- PROBLEM REQUIREMENTS -
Transcribe every entry exactly; the images stay out.

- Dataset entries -
######
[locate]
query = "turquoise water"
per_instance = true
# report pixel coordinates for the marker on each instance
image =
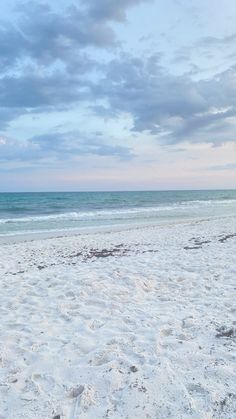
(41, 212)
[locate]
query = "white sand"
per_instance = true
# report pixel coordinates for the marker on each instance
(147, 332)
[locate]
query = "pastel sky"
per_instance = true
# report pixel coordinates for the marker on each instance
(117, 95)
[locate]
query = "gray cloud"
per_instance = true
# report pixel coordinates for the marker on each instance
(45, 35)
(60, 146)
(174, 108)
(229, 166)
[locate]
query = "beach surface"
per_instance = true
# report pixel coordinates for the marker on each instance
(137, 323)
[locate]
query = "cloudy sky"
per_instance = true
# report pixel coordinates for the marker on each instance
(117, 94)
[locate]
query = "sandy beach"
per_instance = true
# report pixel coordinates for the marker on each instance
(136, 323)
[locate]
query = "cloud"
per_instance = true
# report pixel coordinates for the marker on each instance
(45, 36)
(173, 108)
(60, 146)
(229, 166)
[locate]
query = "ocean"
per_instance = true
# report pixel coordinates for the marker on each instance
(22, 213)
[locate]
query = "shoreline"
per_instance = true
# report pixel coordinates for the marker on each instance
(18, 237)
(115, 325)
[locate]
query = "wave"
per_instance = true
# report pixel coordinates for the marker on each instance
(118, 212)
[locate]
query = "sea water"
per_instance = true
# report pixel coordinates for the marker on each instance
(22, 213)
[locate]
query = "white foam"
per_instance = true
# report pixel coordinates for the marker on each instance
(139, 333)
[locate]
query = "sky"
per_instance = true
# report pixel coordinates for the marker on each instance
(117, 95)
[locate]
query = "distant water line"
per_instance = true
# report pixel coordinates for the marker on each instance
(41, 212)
######
- TASK OUTPUT -
[locate]
query = "turquoise water"
per_instance = true
# report pixel coordinates for the marker on each instance
image =
(41, 212)
[locate]
query = "white sand"
per_instance = true
# report pixel coordinates for the marker on each instance
(147, 332)
[locate]
query = "pastel sky"
per_instance = true
# report pixel coordinates for the marker on each instance
(117, 95)
[locate]
query = "gray cloud"
per_instance = true
# report pixel coordinates for the marker on each instance
(45, 35)
(60, 146)
(174, 108)
(229, 166)
[locate]
query = "beach surface"
per_instance = true
# report pixel coordinates for the marker on each instance
(137, 323)
[locate]
query = "cloudy sky"
per_instance = true
# report pixel coordinates for the marker on each instance
(117, 94)
[locate]
query = "sandy beach"
per_instance = true
# report pixel coordinates for the marker on each instance
(136, 323)
[locate]
query = "cloud"
per_instance = true
# report pixel coordinates for the marker on each instance
(45, 36)
(173, 108)
(60, 146)
(229, 166)
[locate]
query = "ocean"
per_instance = true
# report pixel coordinates for the marker on each instance
(22, 213)
[locate]
query = "shoreline"
per_instance = true
# report pixel coordinates for the marker on each instance
(18, 237)
(115, 325)
[locate]
query = "wave"
per_instance = true
# report pixel coordinates for the marker on each instance
(118, 212)
[locate]
query = "sea water"
per_instance = true
# report pixel coordinates for the marker on each instance
(22, 213)
[locate]
query = "white foam"
per_instance = true
# report pixel coordinates for the marker on each instance
(139, 333)
[locate]
query = "sky"
per_instance = true
# report pixel coordinates for the marker on each instance
(117, 95)
[locate]
query = "distant water line"
per_instance = true
# report pixel coordinates for the marker on each instance
(41, 212)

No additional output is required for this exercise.